Would you copy out all of the entries below, substituting "object" for each occurrence of "instance" and leaving everything else unchanged?

Provided records:
## begin

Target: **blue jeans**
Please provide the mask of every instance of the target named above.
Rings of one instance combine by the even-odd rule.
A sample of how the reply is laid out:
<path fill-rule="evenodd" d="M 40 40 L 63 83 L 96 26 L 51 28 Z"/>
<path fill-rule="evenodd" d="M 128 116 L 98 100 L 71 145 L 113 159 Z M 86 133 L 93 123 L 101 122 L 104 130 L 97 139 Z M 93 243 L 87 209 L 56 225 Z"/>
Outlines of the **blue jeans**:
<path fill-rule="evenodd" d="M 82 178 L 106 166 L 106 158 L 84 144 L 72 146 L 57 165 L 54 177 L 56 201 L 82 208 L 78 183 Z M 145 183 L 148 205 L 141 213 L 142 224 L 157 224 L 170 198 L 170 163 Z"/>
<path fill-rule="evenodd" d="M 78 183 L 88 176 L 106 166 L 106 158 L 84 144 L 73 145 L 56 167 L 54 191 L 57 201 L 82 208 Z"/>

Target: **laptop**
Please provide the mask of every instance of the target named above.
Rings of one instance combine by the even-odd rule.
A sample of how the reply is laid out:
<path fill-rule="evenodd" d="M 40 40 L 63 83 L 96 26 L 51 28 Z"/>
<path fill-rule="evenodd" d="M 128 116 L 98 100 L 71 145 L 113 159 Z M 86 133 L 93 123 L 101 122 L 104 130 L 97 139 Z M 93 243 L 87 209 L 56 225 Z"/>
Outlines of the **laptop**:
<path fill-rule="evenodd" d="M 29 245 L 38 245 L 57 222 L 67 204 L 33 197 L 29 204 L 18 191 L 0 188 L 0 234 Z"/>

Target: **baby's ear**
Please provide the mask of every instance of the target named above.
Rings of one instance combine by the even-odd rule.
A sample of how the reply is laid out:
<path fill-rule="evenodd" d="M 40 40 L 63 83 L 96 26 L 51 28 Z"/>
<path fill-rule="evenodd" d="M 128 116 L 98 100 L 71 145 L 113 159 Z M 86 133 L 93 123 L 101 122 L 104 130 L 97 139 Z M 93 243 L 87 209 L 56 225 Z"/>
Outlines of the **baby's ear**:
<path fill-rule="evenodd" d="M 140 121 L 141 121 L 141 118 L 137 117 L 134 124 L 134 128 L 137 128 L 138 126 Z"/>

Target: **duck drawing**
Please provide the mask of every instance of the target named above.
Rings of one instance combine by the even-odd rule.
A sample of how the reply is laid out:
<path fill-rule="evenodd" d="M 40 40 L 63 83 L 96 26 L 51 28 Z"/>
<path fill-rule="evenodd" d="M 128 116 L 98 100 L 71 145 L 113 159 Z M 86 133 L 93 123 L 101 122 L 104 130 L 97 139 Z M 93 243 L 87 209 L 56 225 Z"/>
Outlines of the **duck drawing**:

## end

The solution:
Target: **blue jeans**
Please provide the mask of every object of the target named above.
Rings of one object combine by the even-odd rule.
A sample of how the reply is laid out:
<path fill-rule="evenodd" d="M 40 40 L 63 83 L 96 26 L 51 28 Z"/>
<path fill-rule="evenodd" d="M 128 116 L 98 100 L 71 145 L 113 159 Z M 86 133 L 93 123 L 101 122 L 104 130 L 97 139 Z M 93 243 L 87 209 L 56 225 Z"/>
Outlines of the **blue jeans**:
<path fill-rule="evenodd" d="M 82 178 L 106 166 L 106 158 L 84 144 L 72 146 L 57 165 L 54 177 L 56 201 L 82 208 L 78 183 Z M 145 183 L 148 205 L 141 213 L 142 224 L 157 224 L 170 198 L 170 163 Z"/>
<path fill-rule="evenodd" d="M 78 183 L 88 176 L 106 166 L 106 158 L 84 144 L 73 145 L 56 167 L 54 191 L 57 201 L 82 208 Z"/>

Target: **laptop**
Please provide the mask of every object of the target named above.
Rings of one object combine by the even-odd rule.
A sample of how the reply is laid out:
<path fill-rule="evenodd" d="M 40 40 L 63 83 L 96 26 L 51 28 Z"/>
<path fill-rule="evenodd" d="M 128 116 L 98 100 L 71 145 L 113 159 Z M 86 133 L 93 123 L 101 122 L 104 130 L 97 139 Z M 93 243 L 87 209 L 56 225 Z"/>
Outlines of the **laptop**:
<path fill-rule="evenodd" d="M 29 245 L 38 245 L 57 222 L 67 204 L 33 197 L 29 204 L 18 191 L 0 188 L 0 234 Z"/>

Target: **baby's ear**
Please provide the mask of every object of the target named above.
Rings of one object combine by the even-odd rule.
A sample of how the reply is laid out:
<path fill-rule="evenodd" d="M 40 40 L 63 83 L 96 26 L 51 28 Z"/>
<path fill-rule="evenodd" d="M 128 116 L 98 100 L 71 145 L 113 159 Z M 86 133 L 93 123 L 101 122 L 104 130 L 97 139 Z M 93 243 L 87 209 L 56 225 Z"/>
Outlines of the **baby's ear**:
<path fill-rule="evenodd" d="M 140 121 L 141 121 L 141 118 L 137 117 L 134 124 L 134 128 L 137 128 L 138 126 Z"/>

Target: **duck drawing**
Please provide the mask of every object of the target named above.
Rings of one object combine by the even-odd rule.
A sample of how the reply is laid out:
<path fill-rule="evenodd" d="M 40 40 L 63 83 L 96 26 L 51 28 Z"/>
<path fill-rule="evenodd" d="M 128 116 L 98 100 L 71 145 L 113 159 Z M 86 133 L 93 123 L 101 122 L 104 130 L 97 139 Z M 93 243 L 87 209 L 56 225 Z"/>
Outlines of the **duck drawing**:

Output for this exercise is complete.